Work task 1 ->
Answer the following questions using the article on the IOC guidelines.
(a) Which year's guidelines do the new IOC policies replace?
(b) Under the previous guidelines, to what level and for how long were trans-identified males to suppress their testosterone in order to compete?
(c) Who, according to the article, ultimately determines the regulations of each sport?
Work task 2 -> Continue the article on the IOC guidelines from where it stops.

Text under study ->
New guidelines from the International Olympic Committee have suggested that trans-identified males who wish to compete in women's sports should not have to reduce their testosterone limits.
The new IOC policies replace the 2015 guidelines, and go so far as to state that there should be "no presumption" that trans-identified males have an automatic advantage over biological females – a claim that reverses previous IOC positions.
According to the document, "Until evidence determines otherwise, athletes should not be deemed to have an unfair or disproportionate competitive advantage due to their sex variations, physical appearance, or transgender status."
In previous guidelines, the IOC had stated that trans-identified males should suppress their testosterone levels to under 10 n/mol per litre for at least 12 months to compete. While it the guidelines are not legally building and it is ultimately up to individual sporting bodies to determine their own regulations, the IOC is no longer encouraging any testosterone suppression whatsoever.

Data section ->
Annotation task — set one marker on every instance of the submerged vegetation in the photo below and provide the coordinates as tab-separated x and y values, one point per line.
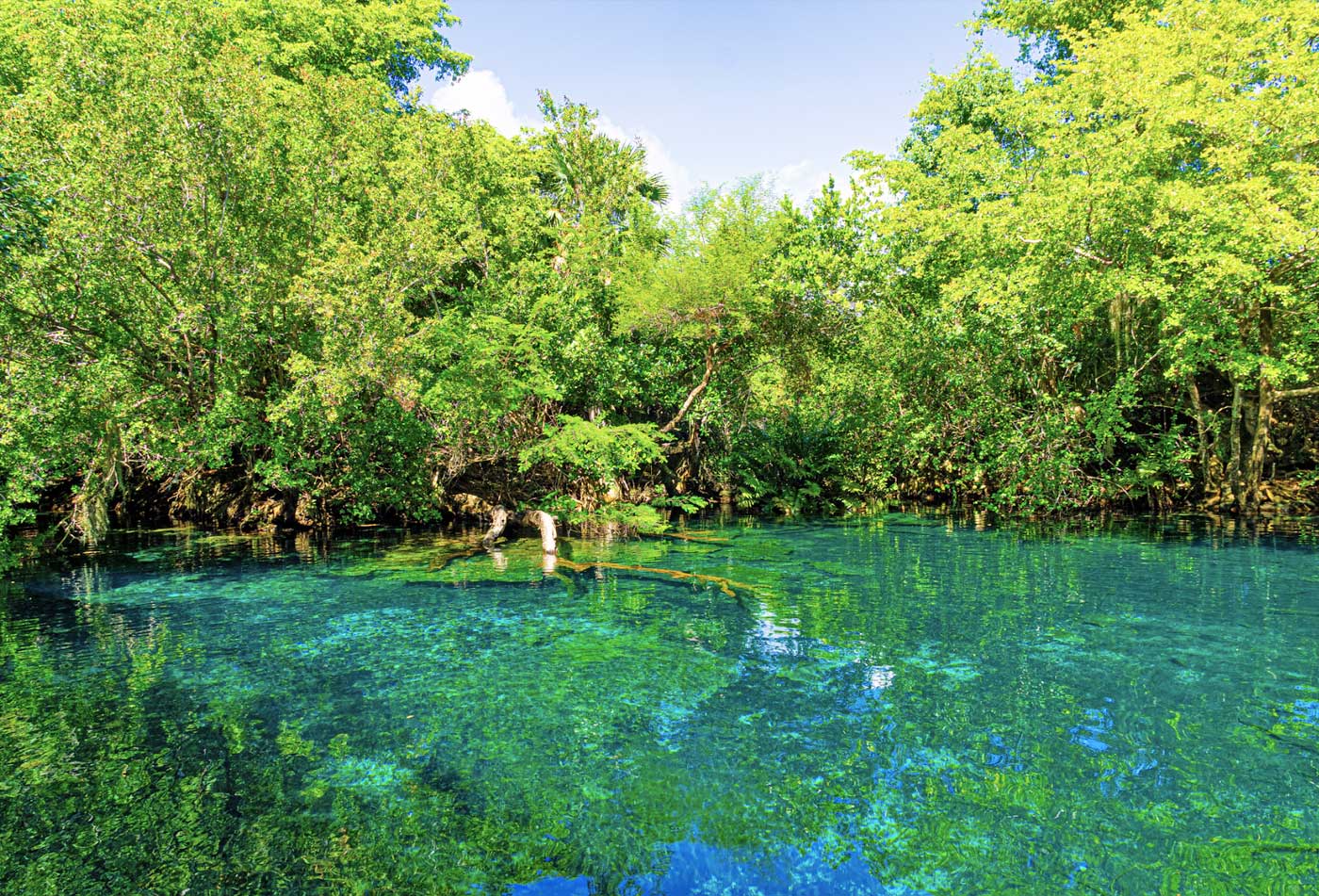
248	279
886	707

Response area 1 ->
(a) The 2015 guidelines.
(b) Under 10 n/mol per litre, for at least 12 months.
(c) Individual sporting bodies.

Response area 2 ->
In 2020, the British Journal of Sports Medicine released the results of a study which found that trans-identified male athletes retained a 12% competitive advantage up to two years after beginning hormone therapy – and suggested that the IOC's rules were already too lenient.
The research stated that “more than 12 months of testosterone suppression may be needed to ensure that transgender women do not have an unfair competitive advantage when participating in elite level athletic competition."
Despite this, the IOC has apparently concluded that the assumption of a biological male competetive advantage over females is effectively "not verified."